— START OF Given passage —

Mosonmagyaróvári TE
- Full name: Mosonmagyaróvári Torna Egylet
- Short name: MTE
- Founded: 1904; 122 years ago
- Ground: Wittmann Antal park
- Capacity: 4,000
- Manager: Ádám Weitner
- League: NB III
- 2023–24: NB II, 18th of 18 (relegated)
- Website: https://mte1904.hu/
| Home colours | Away colours |

= Mosonmagyaróvári TE =

Hungarian football club

Mosonmagyaróvári Torna Egylet are a Hungarian association football club from the town of Mosonmagyaróvár, who play in the Hungarian Nemzeti Bajnokság III (third tier).

==History==
Mosonmagyaróvári TE debuted in the 2016–17 Nemzeti Bajnokság II season of the Hungarian League.

On 7 March 2023, Csaba Horváth was sacked.

On 27 March 2023, Attila Supka was appointed as the new coach of the club.

On 13 April 2023, Attila Supka was sacked.

Mosonmagyaróvár won the 2024–25 Nemzeti Bajnokság III season; therefore, they were eligible to play in the promotion play-offs. On 1 June 2025, Mosonmagyaróvár were defeated 3-0 by Tiszakécske FC at home. On 9 June 2025, Mosonmagyaróvár beat Tiszakécske 2-0 away. Since Tiszakécske won 3-2 on aggregate, they were promoted to the second tier, Nemzeti Bajnokság II.

== Honours ==
===League===
- Nemzeti Bajnokság III:
  - Winners (4): 1984–85, 2003–04, 2021–22, 2024–25

==Players==
===First team squad===
As of 20 December 2025.

— END OF Given passage —
— START OF Dataset excerpt —

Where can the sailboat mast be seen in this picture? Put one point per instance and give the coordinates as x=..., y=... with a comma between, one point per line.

— END OF Dataset excerpt —

What to do >>
#1 Reproduce the passage of the Mosonmagyaróvári TE article starting with "On 13 April" and going on through "Nemzeti Bajnokság II.".
#2 According to the Mosonmagyaróvári TE article, why was the club eligible to play in the promotion play-offs in 2025?

Expected outputs >>
#1
On 13 April 2023, Attila Supka was sacked.

Mosonmagyaróvár won the 2024–25 Nemzeti Bajnokság III season; therefore, they were eligible to play in the promotion play-offs. On 1 June 2025, Mosonmagyaróvár were defeated 3-0 by Tiszakécske FC at home. On 9 June 2025, Mosonmagyaróvár beat Tiszakécske 2-0 away. Since Tiszakécske won 3-2 on aggregate, they were promoted to the second tier, Nemzeti Bajnokság II.

#2 Mosonmagyaróvár won the 2024–25 Nemzeti Bajnokság III season. As a result, they were eligible to play in the promotion play-offs.